### Document segment:
<<<<

The family later found security by renting out cottages built by James around the Freemans Bay area of Auckland. During this period Freemans Bay was an industrial slum with coal and lime traders, glass and asphalt works and the town morgue. James and Elizabeth spearheaded the Freeman’s Bay Mission, a Methodist outreach centre, and from 1860 held cottage prayer meetings and outdoor services.

==Activism==
Elizabeth become involved in the Ladies' Christian Association, which became the third constituent member of the YWCA, and held mother's meetings where members sewed together, talked, and prayed. She attended the first meetings of the Women's Christian Temperance Union and the Women's Franchise League and the National Council of Women of New Zealand where she was a leading figure. Unusually for suffrage leaders, she came from a working-class background; she did not write many letters but she spoke frequently and commonly moved motions. As well as campaigning for temperance and suffrage, she also campaigned against the Contagious Diseases Act 1869, which gave police considerable powers against women suspected of being 'common prostitutes' to combat venereal disease, but took no action against men. The New Zealand Contagious Diseases Acts were a reflection of those in the UK which had initially been restricted to naval and army barracks, but soon spread country-wide.

Caradus' signature appears on sheet 406 of the 1893 Women's Suffrage Petition, collected in Auckland.

==Death==
She died in Auckland on 5 November 1912, survived by seven children.

>>>>

### Extracted material:
<<<<

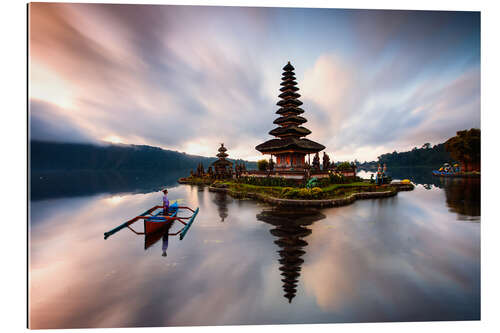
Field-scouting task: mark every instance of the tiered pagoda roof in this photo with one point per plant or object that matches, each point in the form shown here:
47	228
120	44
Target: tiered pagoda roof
289	134
222	157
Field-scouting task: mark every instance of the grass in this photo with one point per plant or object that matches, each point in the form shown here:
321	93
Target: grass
332	191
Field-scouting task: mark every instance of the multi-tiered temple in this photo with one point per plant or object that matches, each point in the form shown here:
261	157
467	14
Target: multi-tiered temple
222	167
290	145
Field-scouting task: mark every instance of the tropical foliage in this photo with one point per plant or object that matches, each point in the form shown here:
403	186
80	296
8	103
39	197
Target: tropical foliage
465	147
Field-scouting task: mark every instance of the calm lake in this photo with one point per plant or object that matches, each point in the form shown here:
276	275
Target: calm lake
412	257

>>>>

### Task goal:
Which organizations does the biographical passage about Elizabeth Caradus say she attended the first meetings of? List every one.

### Exercise response:
- Women's Christian Temperance Union
- Women's Franchise League
- National Council of Women of New Zealand